→ Texte fourni
Geographie electorale du Front populaire en France

Geographie electorale du Front populaire en France

Géographie électorale du Front populaire en France

Quand on évoque le Front populaire, on pense la plupart du temps aux acquis sociaux de l’été 1936 (semaine de 40 heures, les nationalisations, les congés payés, etc.), aux actions du Cabinet Blum, plutôt qu’aux faits qui l’ont porté au pouvoir. On connaît tous plus ou moins les actions du Front populaire (les réformes dans tous les domaines, social, culturel, économique), les grèves de mai-juin 1936. Mais on connaît moins cependant les circonstances qui ont amené au pouvoir pareil gouvernement, et donc de fait les circonstances qui ont permis ces avancées dans beaucoup de domaines, avancées qui semblaient bien improbables deux ans à peine auparavant, alors que la France était en proie à la crise politique et à l’instabilité.

Alors comment a pu arriver au pouvoir ce gouvernement de Front populaire, dans un contexte international incertain, deux ans à peine après les émeutes du 6 février 1934, quelques mois après un gouvernement dirigé par Laval ? C’est par une analyse des élections d’avril mai 1936 que j’essayerai d’apporter un élément de réponse. Comment a-t-il pu remporter ces élections, et quelles leçons tirer de l’analyse de ces élections ? D’abord, il s’agit de placer un cadre à l’analyse en exposant les faits et les chiffres de ces élections. Ensuite, il s’agira de déterminer les principales causes qui ont conduit le Front populaire au pouvoir, qu’elles soient politiques, économiques, ou culturelles. Enfin, on pourra dégager dans une troisième partie une conséquence directe de ces élections, l’accentuation d’un clivage déjà existant, entre deux parties de la société française qui s’affrontent.

→ Consigne
D'après le texte sur la géographie électorale du Front populaire, quelles élections sont analysées pour expliquer l'arrivée au pouvoir de ce gouvernement ? Les données ne servent pas à cet exercice.

→ Données affichées
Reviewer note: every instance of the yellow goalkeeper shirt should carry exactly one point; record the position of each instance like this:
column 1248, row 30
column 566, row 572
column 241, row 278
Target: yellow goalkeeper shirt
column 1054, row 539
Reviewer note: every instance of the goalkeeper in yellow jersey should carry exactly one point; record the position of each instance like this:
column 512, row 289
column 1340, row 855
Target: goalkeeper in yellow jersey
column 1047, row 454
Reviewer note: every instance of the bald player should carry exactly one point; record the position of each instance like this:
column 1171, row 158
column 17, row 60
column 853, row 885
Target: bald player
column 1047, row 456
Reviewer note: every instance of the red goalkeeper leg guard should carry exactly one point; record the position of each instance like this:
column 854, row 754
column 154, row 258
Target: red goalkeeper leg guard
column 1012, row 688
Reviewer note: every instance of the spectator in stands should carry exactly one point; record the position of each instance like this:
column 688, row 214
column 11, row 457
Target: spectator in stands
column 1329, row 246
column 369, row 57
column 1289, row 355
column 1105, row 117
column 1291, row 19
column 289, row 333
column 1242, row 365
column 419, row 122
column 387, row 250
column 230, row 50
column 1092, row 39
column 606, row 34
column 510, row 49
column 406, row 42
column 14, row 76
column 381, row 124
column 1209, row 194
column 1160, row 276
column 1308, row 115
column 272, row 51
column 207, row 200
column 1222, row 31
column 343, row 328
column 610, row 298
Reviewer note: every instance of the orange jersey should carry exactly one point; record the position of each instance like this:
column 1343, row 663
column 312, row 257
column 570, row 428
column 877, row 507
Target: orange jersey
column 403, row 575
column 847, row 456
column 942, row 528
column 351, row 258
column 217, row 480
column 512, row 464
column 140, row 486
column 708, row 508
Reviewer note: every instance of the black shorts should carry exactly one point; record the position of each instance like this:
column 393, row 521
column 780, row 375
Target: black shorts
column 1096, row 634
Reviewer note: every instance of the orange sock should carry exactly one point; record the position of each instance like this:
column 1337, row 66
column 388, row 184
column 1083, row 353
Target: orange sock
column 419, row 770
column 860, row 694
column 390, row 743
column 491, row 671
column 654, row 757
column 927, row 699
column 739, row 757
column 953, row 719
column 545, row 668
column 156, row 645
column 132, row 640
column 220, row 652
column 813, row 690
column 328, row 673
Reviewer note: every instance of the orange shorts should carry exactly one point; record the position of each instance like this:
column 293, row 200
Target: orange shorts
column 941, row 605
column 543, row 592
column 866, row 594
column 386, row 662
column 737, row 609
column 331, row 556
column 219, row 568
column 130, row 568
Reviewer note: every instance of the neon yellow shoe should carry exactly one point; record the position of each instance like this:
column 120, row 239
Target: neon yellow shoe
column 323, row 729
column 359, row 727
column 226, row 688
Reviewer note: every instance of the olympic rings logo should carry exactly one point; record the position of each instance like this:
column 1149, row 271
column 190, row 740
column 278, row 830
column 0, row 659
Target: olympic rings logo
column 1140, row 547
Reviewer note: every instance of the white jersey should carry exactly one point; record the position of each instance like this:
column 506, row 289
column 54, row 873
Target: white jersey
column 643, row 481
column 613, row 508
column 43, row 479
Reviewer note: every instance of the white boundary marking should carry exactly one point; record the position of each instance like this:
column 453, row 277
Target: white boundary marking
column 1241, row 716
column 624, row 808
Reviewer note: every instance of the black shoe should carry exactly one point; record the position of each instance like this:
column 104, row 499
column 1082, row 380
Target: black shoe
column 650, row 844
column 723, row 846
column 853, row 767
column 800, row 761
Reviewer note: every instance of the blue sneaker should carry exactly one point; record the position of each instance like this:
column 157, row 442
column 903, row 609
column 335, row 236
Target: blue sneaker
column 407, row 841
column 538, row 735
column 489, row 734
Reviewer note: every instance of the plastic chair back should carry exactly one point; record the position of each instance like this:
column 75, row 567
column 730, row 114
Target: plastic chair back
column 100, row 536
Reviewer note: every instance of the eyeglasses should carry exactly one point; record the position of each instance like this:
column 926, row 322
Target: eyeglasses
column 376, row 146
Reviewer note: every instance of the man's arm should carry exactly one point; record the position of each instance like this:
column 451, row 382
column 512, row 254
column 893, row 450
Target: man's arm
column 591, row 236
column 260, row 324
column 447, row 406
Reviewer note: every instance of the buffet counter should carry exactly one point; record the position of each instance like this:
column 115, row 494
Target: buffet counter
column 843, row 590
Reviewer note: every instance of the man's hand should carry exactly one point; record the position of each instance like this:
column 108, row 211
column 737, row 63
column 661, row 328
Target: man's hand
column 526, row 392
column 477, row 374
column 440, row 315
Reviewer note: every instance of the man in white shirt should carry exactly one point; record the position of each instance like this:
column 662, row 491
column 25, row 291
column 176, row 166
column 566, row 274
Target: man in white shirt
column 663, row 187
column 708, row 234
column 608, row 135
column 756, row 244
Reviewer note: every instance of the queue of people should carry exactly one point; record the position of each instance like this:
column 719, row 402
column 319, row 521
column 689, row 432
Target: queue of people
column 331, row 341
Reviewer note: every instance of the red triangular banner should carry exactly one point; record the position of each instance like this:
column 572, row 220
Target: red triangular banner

→ Réponse
Les élections d'avril-mai 1936.